Podany fragment:
*** (Nie warto wyciągać rąk)

Moderatorzy: Gloinnen, eka

ODPOWIEDZ
Wiadomość
Autor
Awatar użytkownika
Gloinnen
Administrator
Posty: 12091
Rejestracja: 29 paź 2011, 0:58
Lokalizacja: Lothlórien

*** (Nie warto wyciągać rąk)

#1 Post autor: Gloinnen » 30 lip 2014, 12:05

Nie warto wyciągać rąk ku morzu
innych ludzkich dłoni. Jest zimniejsze
niż prawdziwe fale. Nigdy
nie uspokaja się, zawsze odpowiada
lodowatym wzburzeniem
na najmniejszy fałszywy ruch.

Może lepiej zanurzyć palce w piasek
nagrzany południowym słońcem.
Pod wieczór oddaje ciepło łagodnie i ufnie.

Nabieram garściami, wypełnia wszystkie
zakamarki ciała, niepokorne usta.

Więcej, więcej piasku.
Niech ugrzęzną w nim oddechy
i język.

Krzyczeć z całego serca można tylko
odchodząc. Do wewnątrz. Gdy ma się
pewność, że nikt nie usłyszy.



____________________
Glo.

Krótkie zadanie 1: Czym według wiersza morze innych ludzkich dłoni odpowiada na najmniejszy fałszywy ruch?
Wiersz i rekordy pochodzą z zupełnie różnych źródeł.

Podane informacje:
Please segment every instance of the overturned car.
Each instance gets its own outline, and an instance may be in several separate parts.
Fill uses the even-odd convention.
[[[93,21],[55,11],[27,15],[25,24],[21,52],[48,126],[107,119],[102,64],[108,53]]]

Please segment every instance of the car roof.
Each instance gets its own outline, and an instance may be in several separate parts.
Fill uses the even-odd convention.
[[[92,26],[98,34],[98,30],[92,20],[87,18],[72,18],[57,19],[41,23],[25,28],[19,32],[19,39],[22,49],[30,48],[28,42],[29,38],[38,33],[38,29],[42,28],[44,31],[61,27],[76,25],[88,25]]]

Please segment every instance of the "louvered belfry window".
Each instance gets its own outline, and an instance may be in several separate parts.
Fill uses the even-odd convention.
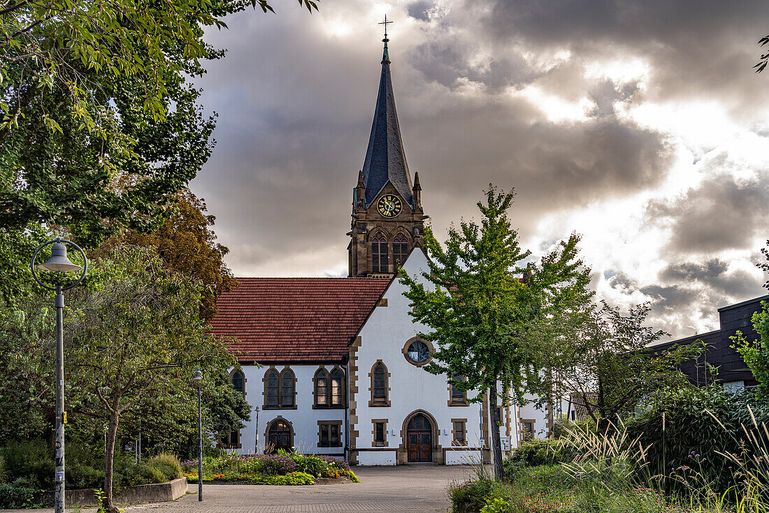
[[[325,406],[328,404],[326,400],[326,394],[328,390],[328,375],[325,371],[321,369],[315,375],[315,404],[318,406]]]
[[[387,238],[381,232],[371,239],[371,271],[387,272]]]
[[[400,267],[408,256],[408,240],[402,233],[395,235],[392,241],[392,261],[395,267]]]
[[[294,405],[294,372],[285,369],[281,375],[281,405],[284,408]]]
[[[344,404],[345,386],[342,373],[339,369],[331,372],[331,404],[335,406]]]

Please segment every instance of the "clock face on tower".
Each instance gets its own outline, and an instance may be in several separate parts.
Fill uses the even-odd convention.
[[[398,196],[391,194],[386,194],[377,202],[377,210],[385,218],[394,218],[401,213],[403,205]]]

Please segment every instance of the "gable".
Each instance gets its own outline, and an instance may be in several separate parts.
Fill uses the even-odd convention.
[[[391,280],[239,278],[209,325],[238,361],[341,361]]]

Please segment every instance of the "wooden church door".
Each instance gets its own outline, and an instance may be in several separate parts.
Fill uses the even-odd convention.
[[[291,451],[294,446],[291,440],[291,428],[283,421],[275,421],[270,426],[269,442],[272,444],[274,451],[284,449]]]
[[[424,415],[417,415],[406,428],[409,461],[432,461],[432,428]]]

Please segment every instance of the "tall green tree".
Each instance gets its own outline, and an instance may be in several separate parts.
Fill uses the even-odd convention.
[[[196,368],[211,375],[237,362],[200,319],[198,282],[146,250],[118,249],[111,265],[117,272],[101,290],[73,289],[67,332],[71,388],[98,398],[83,401],[84,411],[108,415],[103,505],[117,511],[113,455],[122,415],[148,393],[160,404],[174,400]]]
[[[540,402],[559,404],[568,394],[605,432],[651,392],[690,386],[678,366],[696,358],[702,345],[650,349],[666,335],[645,325],[650,309],[638,305],[623,315],[619,307],[601,301],[601,308],[588,305],[576,321],[569,315],[545,319],[558,326],[552,330],[558,335],[539,345],[547,371],[532,385]]]
[[[416,322],[428,328],[419,334],[434,343],[433,360],[424,368],[446,374],[459,388],[484,394],[492,405],[491,437],[497,475],[501,478],[498,387],[502,401],[511,391],[519,401],[532,376],[541,369],[533,348],[542,318],[562,308],[589,301],[589,269],[578,258],[579,238],[571,235],[539,262],[523,267],[531,252],[521,248],[508,211],[514,192],[490,185],[486,202],[478,202],[481,222],[452,226],[442,245],[425,231],[429,260],[421,278],[404,275],[406,297]],[[461,377],[461,380],[454,379]]]
[[[311,0],[300,5],[316,8]],[[190,78],[223,52],[206,27],[267,0],[0,0],[0,293],[32,282],[27,230],[64,228],[94,249],[156,228],[208,160],[215,116]],[[24,268],[26,266],[22,266]]]

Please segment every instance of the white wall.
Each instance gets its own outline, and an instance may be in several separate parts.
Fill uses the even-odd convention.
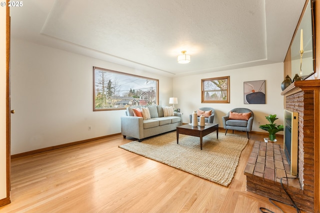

Krótkie zadanie 2: Wyodrębnij z rekordów bez żadnych zmian linie od tej, która zawiera „Please segment every instance of the white”, do samego końca rekordów, łącznie z nią. Obrazy pomiń w odpowiedzi.

Rozwiązanie 1: Odpowiada lodowatym wzburzeniem.

Rozwiązanie 2:
Please segment every instance of the white wall.
Each instance gets its own outline, and an instance may be in several separate parts.
Fill uses the even-odd convention.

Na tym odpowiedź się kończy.